- [PROBLEM] When you reach a picture, leave it out; output everything else in the records exactly.

- [TASK INPUTS]
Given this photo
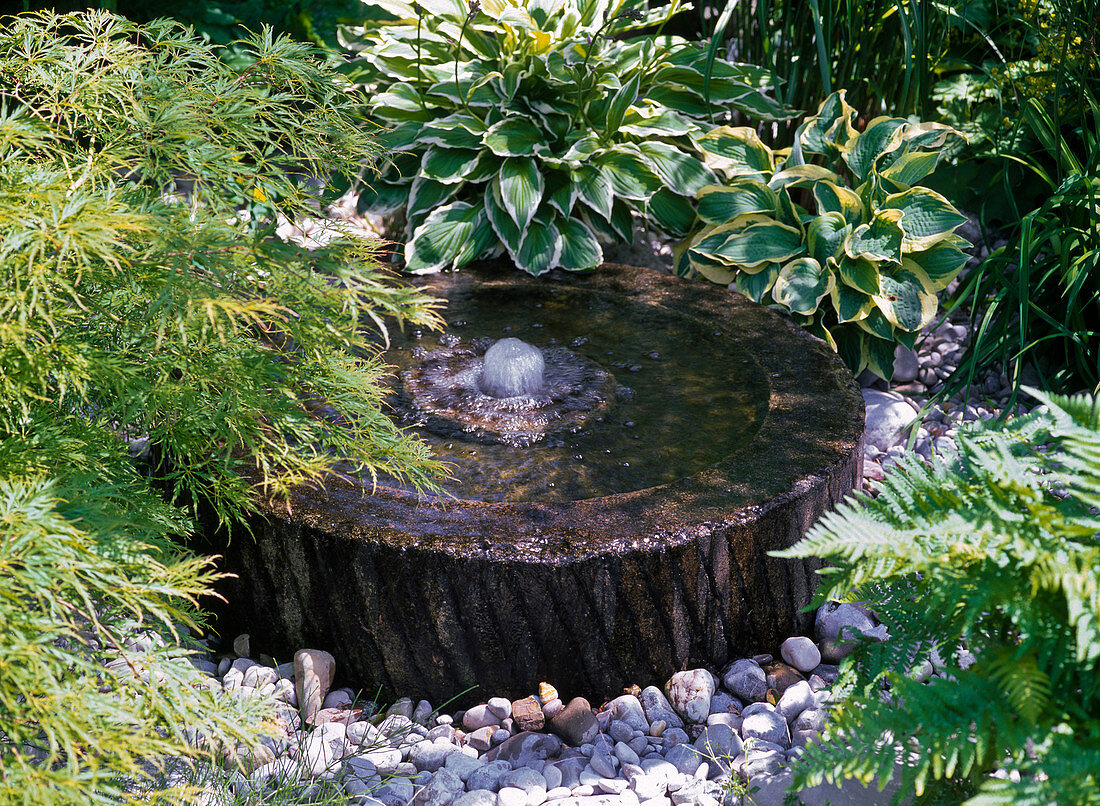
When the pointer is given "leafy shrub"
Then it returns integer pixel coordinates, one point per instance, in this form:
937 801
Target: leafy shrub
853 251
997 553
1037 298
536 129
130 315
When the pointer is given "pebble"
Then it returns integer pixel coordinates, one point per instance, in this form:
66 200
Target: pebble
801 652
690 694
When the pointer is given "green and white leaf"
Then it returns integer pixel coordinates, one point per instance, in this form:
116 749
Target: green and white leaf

- [SOLVED EXERCISE]
Given this photo
When the pointer is given "leafy shrub"
Then it returns integer pixel coordinates, one point per instance, in this form:
937 801
Target: leafy shrub
853 251
997 553
1037 298
536 129
130 315
When the pointer is given "pebble"
Then it returns integer pixel coordinates, one point per instance, in this form:
66 200
Target: pebble
801 652
690 694
When the pointer is given "green and white leaf"
Then it returns integer pixel coordinates, one point per instance, in this form:
116 749
Target: green and white leaf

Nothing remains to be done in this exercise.